### STORED RECORDS:
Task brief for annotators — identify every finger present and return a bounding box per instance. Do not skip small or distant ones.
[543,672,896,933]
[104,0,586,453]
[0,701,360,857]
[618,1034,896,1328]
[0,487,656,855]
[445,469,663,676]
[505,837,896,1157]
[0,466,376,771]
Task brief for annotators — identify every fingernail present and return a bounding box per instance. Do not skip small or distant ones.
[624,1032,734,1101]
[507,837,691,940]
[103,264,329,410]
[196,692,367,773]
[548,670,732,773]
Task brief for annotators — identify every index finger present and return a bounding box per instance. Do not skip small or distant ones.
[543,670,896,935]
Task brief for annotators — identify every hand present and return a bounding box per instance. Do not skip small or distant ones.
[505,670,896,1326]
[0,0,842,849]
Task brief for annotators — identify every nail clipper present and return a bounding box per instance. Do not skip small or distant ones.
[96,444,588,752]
--
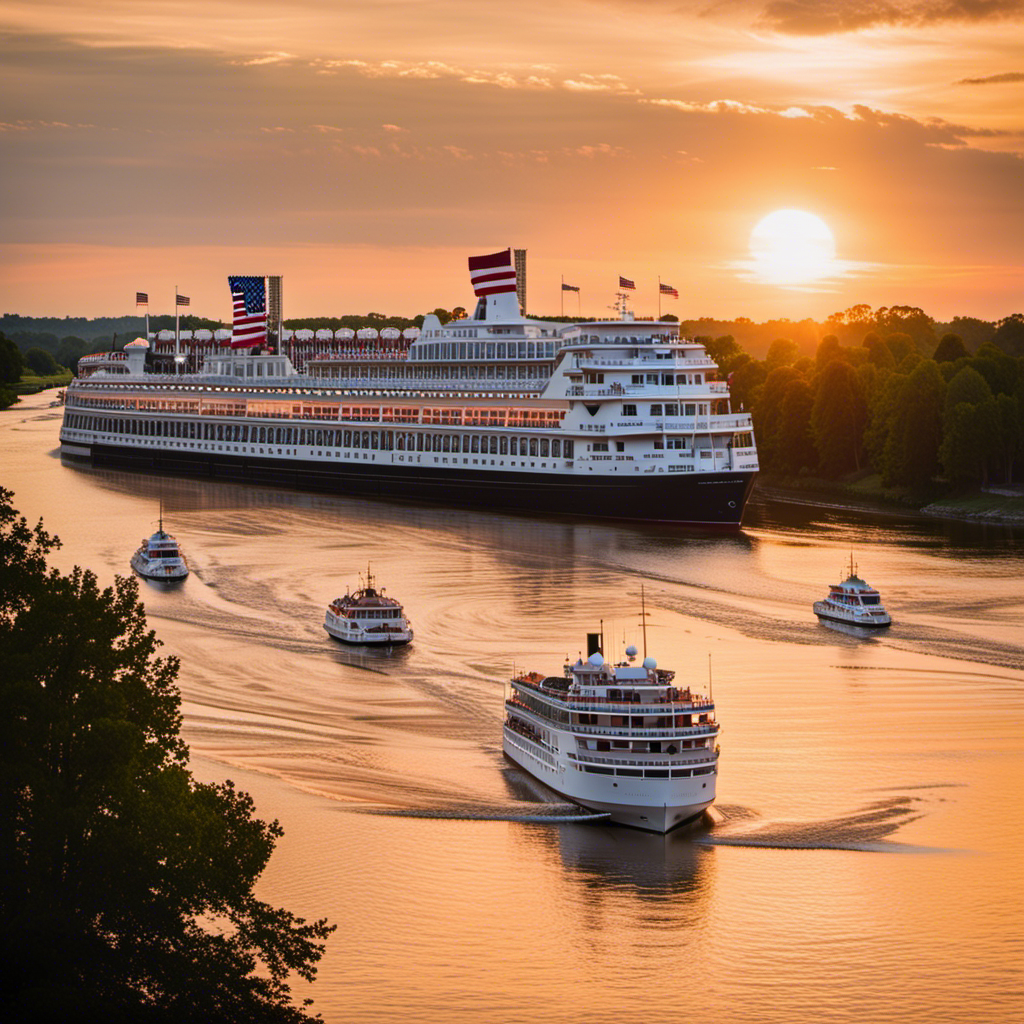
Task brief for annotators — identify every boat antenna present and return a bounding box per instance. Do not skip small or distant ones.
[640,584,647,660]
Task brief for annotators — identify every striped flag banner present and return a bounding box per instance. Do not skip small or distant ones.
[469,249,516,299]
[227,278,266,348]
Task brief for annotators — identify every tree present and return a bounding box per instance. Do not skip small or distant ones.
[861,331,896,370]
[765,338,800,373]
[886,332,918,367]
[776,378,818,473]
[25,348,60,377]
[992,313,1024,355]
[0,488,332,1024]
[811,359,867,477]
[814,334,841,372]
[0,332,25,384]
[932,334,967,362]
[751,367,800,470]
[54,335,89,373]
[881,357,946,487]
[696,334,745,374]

### PROMPT:
Could you format everything from the line containing "Task brief for annotators — identify every finger present" down to the line containing "[0,466,376,771]", both included, as a Markdown table with the columns Row and Line, leaving out any blank lines?

### RIGHT ANSWER:
| Row | Line |
|---|---|
| 1 | Task brief for annotators — identify every finger present and return a bounding box per instance. Do not skip small or distant ones. |
| 2 | [543,672,896,933] |
| 3 | [104,0,586,453] |
| 4 | [0,701,360,857] |
| 5 | [618,1034,896,1328] |
| 6 | [0,487,656,855] |
| 7 | [445,469,663,676] |
| 8 | [505,837,896,1157] |
| 9 | [0,466,376,771] |